» **Text section**:
☆ ☆ ☆

I can’t bear to be near him

Dear Auntie Lisa

I am 24 years old and I have just been married to my boyfriend of two years. He is a virgin and I am not. I lost my virginity to someone I thought loved me – but he raped me some years ago. I eventually started going out with my current husband after he had spent a year proposing love to me. I was so cruel to him the first days and I used to tell him that I had a boyfriend when I didn’t.

He has always respected my point that we abstain until we get married because I did not want him to sleep with me and just leave me. Now the problem is on me. We are married but each time I am with him I become so tense and I am so scared of having a man close to me. He is beginning to think that I don’t love him. Sometimes he asks me whether I am seeing someone else. The truth is when he is away at work I miss him and can’t wait to be with him, but when he comes I prefer to be alone. – Gina

Dear Gina

I am sorry for your past. Rape is one of the most terrible things to go through for any human being. I encourage you – do not see yourself as a rape victim but as a rape survivor and stop living in your past. Stop hating yourself for what happened. You deserve to be loved and to be cared for.

You are still traumatized about what happened to you and being with another man, your husband, is a reminder of the past. What you went through left you with a bit of hatred for men and your heart tends to hate or despise every man who gets close to you.

☆ ☆ ☆

» **Exercise task A**:
Show each line of the records below that contains the word "mask".

☆ ☆ ☆

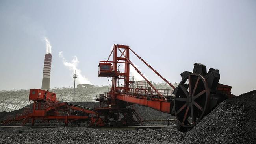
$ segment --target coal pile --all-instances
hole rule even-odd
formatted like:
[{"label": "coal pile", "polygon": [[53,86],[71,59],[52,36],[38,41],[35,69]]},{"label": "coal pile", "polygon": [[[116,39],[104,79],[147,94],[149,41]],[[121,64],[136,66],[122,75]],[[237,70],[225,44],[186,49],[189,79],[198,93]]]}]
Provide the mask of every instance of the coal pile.
[{"label": "coal pile", "polygon": [[256,144],[256,90],[223,102],[186,134],[182,143]]},{"label": "coal pile", "polygon": [[100,130],[83,127],[0,130],[0,144],[180,143],[184,133],[175,128]]}]

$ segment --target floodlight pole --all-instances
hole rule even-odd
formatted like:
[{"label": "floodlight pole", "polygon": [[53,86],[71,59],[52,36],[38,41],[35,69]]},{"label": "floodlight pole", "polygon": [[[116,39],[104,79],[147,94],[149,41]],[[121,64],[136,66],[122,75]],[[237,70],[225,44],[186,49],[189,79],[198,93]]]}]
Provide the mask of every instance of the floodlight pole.
[{"label": "floodlight pole", "polygon": [[74,83],[74,96],[73,97],[73,101],[75,102],[75,87],[76,87],[76,78],[77,78],[77,74],[76,74],[76,70],[75,70],[75,74],[73,75],[73,78],[75,79],[75,81]]}]

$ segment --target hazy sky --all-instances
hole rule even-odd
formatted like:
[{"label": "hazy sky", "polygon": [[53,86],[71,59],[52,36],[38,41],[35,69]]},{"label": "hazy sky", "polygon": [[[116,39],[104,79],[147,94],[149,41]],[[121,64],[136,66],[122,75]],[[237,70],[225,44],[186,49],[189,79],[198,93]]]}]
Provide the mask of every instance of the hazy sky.
[{"label": "hazy sky", "polygon": [[[45,37],[52,87],[73,87],[72,63],[83,80],[109,83],[98,77],[98,61],[117,43],[171,83],[198,62],[219,70],[234,94],[256,89],[255,0],[0,0],[0,90],[41,88]],[[162,81],[131,59],[150,80]]]}]

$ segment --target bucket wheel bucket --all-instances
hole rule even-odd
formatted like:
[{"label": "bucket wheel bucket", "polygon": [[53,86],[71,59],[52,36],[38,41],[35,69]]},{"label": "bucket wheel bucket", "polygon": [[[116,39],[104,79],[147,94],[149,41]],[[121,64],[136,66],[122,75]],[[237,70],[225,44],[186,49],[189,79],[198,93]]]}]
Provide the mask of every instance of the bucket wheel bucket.
[{"label": "bucket wheel bucket", "polygon": [[185,77],[176,90],[174,102],[177,128],[192,128],[208,113],[210,90],[202,75],[193,73]]}]

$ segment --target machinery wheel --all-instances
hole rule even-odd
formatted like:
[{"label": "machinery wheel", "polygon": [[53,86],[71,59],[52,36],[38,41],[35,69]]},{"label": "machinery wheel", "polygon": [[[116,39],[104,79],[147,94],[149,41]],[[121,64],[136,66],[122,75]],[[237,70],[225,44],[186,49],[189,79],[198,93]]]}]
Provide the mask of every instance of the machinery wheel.
[{"label": "machinery wheel", "polygon": [[189,129],[208,113],[209,89],[203,76],[196,73],[185,77],[177,89],[174,107],[178,128]]}]

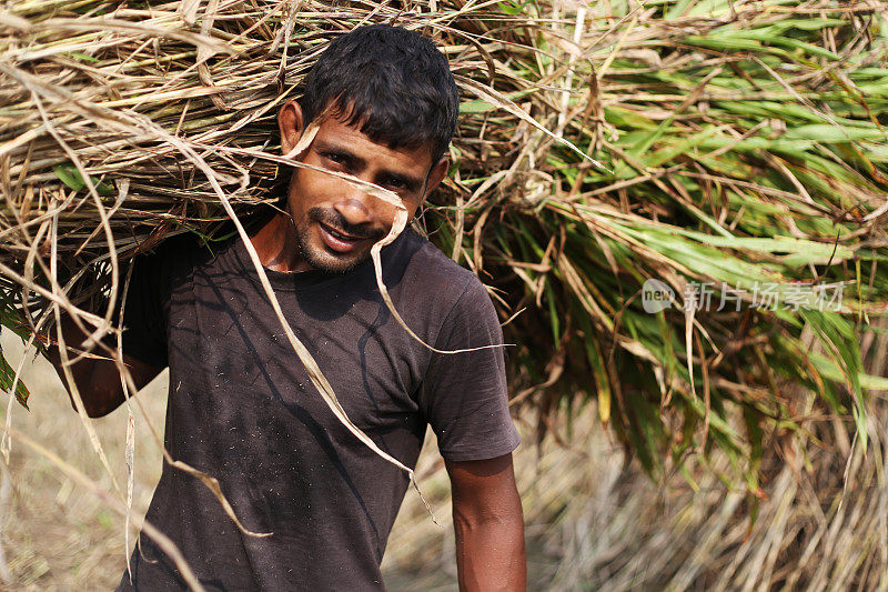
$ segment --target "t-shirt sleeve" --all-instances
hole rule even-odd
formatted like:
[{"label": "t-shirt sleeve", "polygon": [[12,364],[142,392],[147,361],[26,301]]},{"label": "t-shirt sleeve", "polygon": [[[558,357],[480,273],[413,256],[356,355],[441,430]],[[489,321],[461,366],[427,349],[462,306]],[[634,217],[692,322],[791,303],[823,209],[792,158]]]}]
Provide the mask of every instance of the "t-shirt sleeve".
[{"label": "t-shirt sleeve", "polygon": [[[123,305],[123,353],[165,368],[170,298],[169,249],[135,257]],[[124,275],[125,278],[125,275]],[[121,284],[122,285],[122,284]]]},{"label": "t-shirt sleeve", "polygon": [[[502,344],[493,302],[473,278],[444,320],[434,343],[438,350]],[[420,405],[448,461],[493,459],[521,442],[508,413],[503,348],[463,353],[432,353]]]}]

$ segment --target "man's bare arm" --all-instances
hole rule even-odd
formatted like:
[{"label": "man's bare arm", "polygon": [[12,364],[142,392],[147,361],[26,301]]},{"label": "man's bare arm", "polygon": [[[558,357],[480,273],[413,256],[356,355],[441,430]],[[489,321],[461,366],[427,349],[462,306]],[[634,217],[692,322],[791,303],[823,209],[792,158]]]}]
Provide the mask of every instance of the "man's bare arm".
[{"label": "man's bare arm", "polygon": [[[68,348],[81,350],[87,335],[67,315],[62,317],[61,328],[65,345]],[[71,387],[68,384],[64,377],[62,358],[58,344],[53,342],[47,350],[47,358],[52,365],[56,367],[56,372],[62,380],[62,384],[68,389],[69,397],[71,397],[71,405],[77,409],[73,395],[71,394]],[[68,358],[74,359],[77,358],[77,353],[69,349]],[[125,354],[123,355],[123,363],[130,369],[137,389],[141,389],[151,382],[154,377],[161,372],[161,369]],[[89,417],[100,418],[107,415],[123,403],[123,387],[120,381],[118,367],[113,360],[105,358],[82,358],[70,367],[70,371],[77,390],[81,399],[83,399],[83,407],[87,409],[87,414]]]},{"label": "man's bare arm", "polygon": [[524,515],[512,454],[446,466],[461,592],[524,591]]}]

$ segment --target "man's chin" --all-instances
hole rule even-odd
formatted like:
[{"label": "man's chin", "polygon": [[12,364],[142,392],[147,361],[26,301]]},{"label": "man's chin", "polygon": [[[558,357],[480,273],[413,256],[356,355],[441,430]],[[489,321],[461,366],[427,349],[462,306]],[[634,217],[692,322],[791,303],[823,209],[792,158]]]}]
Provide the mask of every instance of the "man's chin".
[{"label": "man's chin", "polygon": [[324,273],[347,273],[370,259],[370,252],[342,257],[320,249],[305,249],[303,255],[312,268]]}]

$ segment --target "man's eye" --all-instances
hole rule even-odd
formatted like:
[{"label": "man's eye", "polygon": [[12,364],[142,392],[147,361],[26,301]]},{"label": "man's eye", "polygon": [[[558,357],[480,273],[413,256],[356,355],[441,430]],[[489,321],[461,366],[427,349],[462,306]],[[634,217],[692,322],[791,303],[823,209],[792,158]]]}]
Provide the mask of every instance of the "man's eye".
[{"label": "man's eye", "polygon": [[335,162],[336,164],[345,163],[345,157],[343,154],[337,154],[335,152],[327,152],[326,154],[324,154],[324,158],[331,162]]}]

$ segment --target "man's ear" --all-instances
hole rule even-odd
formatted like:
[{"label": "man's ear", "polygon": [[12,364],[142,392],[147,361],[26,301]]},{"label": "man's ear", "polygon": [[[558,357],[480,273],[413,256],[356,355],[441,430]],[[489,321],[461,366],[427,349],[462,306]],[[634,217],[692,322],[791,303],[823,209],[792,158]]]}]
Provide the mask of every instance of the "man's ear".
[{"label": "man's ear", "polygon": [[428,172],[428,182],[425,183],[425,193],[423,193],[423,200],[428,197],[428,194],[434,191],[434,189],[444,180],[444,177],[447,174],[447,170],[451,165],[451,159],[447,154],[441,157],[432,170]]},{"label": "man's ear", "polygon": [[296,101],[287,101],[281,107],[278,112],[278,129],[281,132],[281,152],[289,154],[304,130],[302,108]]}]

☆ ☆ ☆

» **Exercise task B**:
Quote the part of the advice column starting with "He has always" and going on through "be cared for.".

» **Exercise solution A**:
Provide the mask of every instance of the coal pile.
Provide the mask of every instance of the floodlight pole.
Provide the mask of every instance of the hazy sky.
Provide the mask of every instance of the bucket wheel bucket.
Provide the mask of every instance of the machinery wheel.
Provide the mask of every instance of the "t-shirt sleeve".
Provide the mask of every instance of the "man's bare arm".
Provide the mask of every instance of the "man's chin".
Provide the mask of every instance of the "man's eye".
Provide the mask of every instance of the "man's ear".

» **Exercise solution B**:
He has always respected my point that we abstain until we get married because I did not want him to sleep with me and just leave me. Now the problem is on me. We are married but each time I am with him I become so tense and I am so scared of having a man close to me. He is beginning to think that I don’t love him. Sometimes he asks me whether I am seeing someone else. The truth is when he is away at work I miss him and can’t wait to be with him, but when he comes I prefer to be alone. – Gina

Dear Gina

I am sorry for your past. Rape is one of the most terrible things to go through for any human being. I encourage you – do not see yourself as a rape victim but as a rape survivor and stop living in your past. Stop hating yourself for what happened. You deserve to be loved and to be cared for.